Reproduce these records verbatim, beginning at the line that contains "[point] every instance of the metal" and stopping after the line that contains "[point] every instance of the blue". Include both of those lines and nothing outside them.

[start MATERIAL FOR THE TASK]

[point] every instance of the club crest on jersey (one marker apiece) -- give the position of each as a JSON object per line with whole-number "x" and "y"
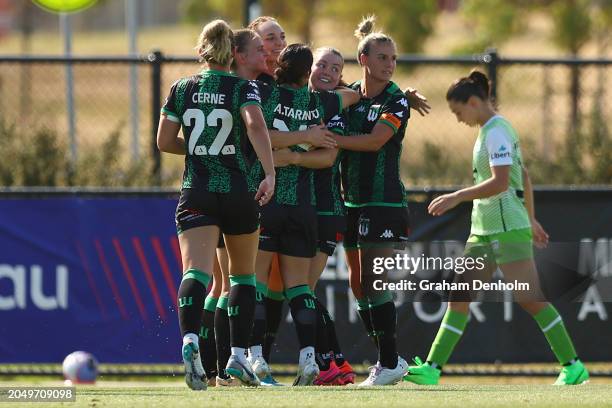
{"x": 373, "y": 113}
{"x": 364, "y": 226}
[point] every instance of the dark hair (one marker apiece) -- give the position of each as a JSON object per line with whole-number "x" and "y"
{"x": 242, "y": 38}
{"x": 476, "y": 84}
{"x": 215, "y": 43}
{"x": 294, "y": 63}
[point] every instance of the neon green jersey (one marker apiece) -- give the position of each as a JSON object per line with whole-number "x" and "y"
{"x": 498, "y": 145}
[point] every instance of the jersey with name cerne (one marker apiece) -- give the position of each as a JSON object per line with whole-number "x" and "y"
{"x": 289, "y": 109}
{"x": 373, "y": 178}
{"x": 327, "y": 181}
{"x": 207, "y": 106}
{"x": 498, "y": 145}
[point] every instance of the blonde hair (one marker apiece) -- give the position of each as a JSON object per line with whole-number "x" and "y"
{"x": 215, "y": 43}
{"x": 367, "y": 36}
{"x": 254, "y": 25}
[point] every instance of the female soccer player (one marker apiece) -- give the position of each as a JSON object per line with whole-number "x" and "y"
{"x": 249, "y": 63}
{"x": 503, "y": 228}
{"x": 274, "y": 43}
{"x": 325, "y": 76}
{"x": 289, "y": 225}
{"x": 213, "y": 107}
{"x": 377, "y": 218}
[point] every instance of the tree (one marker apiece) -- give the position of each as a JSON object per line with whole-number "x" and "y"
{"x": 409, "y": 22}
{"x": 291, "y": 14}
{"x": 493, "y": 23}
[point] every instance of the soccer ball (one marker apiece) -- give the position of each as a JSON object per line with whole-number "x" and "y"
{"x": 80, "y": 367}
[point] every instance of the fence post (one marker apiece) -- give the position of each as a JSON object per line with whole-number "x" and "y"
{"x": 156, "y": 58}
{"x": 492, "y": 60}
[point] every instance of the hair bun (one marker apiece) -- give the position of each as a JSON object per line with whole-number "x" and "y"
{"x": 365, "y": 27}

[end MATERIAL FOR THE TASK]
[start MATERIAL FOR THE TASK]

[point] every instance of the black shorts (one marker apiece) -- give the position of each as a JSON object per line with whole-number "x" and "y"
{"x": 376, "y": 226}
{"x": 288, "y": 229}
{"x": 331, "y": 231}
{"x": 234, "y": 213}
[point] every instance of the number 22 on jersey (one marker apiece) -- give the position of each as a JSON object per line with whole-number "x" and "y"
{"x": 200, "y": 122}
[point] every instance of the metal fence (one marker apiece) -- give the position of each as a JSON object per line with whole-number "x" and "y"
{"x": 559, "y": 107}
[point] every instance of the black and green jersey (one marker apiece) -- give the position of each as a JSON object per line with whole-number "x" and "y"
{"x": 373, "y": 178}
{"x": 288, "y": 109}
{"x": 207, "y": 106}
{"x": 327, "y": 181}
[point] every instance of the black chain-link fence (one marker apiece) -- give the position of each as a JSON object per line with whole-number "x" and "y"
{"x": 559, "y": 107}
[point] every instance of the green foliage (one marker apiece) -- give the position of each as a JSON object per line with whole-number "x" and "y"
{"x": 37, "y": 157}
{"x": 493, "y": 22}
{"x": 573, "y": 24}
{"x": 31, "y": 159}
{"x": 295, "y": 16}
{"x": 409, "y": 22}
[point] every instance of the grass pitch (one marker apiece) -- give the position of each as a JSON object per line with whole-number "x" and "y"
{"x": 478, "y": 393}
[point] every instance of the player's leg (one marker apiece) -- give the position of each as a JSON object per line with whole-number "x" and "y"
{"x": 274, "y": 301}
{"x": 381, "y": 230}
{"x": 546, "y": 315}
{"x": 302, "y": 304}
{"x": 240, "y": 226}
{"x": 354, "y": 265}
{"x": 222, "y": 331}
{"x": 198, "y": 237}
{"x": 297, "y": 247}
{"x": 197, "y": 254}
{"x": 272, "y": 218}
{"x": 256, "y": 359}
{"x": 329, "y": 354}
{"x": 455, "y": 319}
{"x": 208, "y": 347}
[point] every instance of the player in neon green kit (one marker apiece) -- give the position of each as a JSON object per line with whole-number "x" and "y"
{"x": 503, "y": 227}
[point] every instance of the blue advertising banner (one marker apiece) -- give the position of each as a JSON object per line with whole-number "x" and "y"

[end MATERIAL FOR THE TASK]

• **TASK ANSWER**
[point] every instance of the metal fence (one marker apiece) -- give the position of each as a JSON object per line with whole-number "x" and "y"
{"x": 559, "y": 107}
[point] every instance of the black and green jersey (one marker apiece) -- give the position of each as a JSON object per line with whole-number "x" and "y"
{"x": 373, "y": 178}
{"x": 288, "y": 109}
{"x": 207, "y": 106}
{"x": 327, "y": 181}
[point] every instance of the black chain-link fence (one marker apiece) -- give the position of each as a JSON object per line with whole-number "x" and "y"
{"x": 559, "y": 107}
[point] every instance of the green foliage (one marker apiece) -- give the position of each as a JSON object per line with whole-number "x" and "y"
{"x": 37, "y": 157}
{"x": 493, "y": 22}
{"x": 573, "y": 24}
{"x": 31, "y": 159}
{"x": 295, "y": 16}
{"x": 409, "y": 22}
[point] every instance of the grass pitch (one marker apiece) -- give the position of each as a JSON object per line with whole-number "x" and "y"
{"x": 478, "y": 393}
[point] every instance of the player's leg (one marker apiece) -- give the position of each as a JSON object per line with whole-number "x" and "y"
{"x": 274, "y": 301}
{"x": 381, "y": 230}
{"x": 546, "y": 315}
{"x": 302, "y": 304}
{"x": 240, "y": 226}
{"x": 354, "y": 265}
{"x": 222, "y": 331}
{"x": 198, "y": 237}
{"x": 297, "y": 247}
{"x": 197, "y": 254}
{"x": 272, "y": 218}
{"x": 256, "y": 359}
{"x": 329, "y": 354}
{"x": 455, "y": 319}
{"x": 208, "y": 347}
[point] every instance of the player in neon green kit (one marker apiece) -- give the position of each as a JSON object per line with whole-number "x" and "y"
{"x": 503, "y": 227}
[point] every instance of the blue advertising banner (one marker apiece) -- give the position of each as a JSON object per line with whole-number "x" and "y"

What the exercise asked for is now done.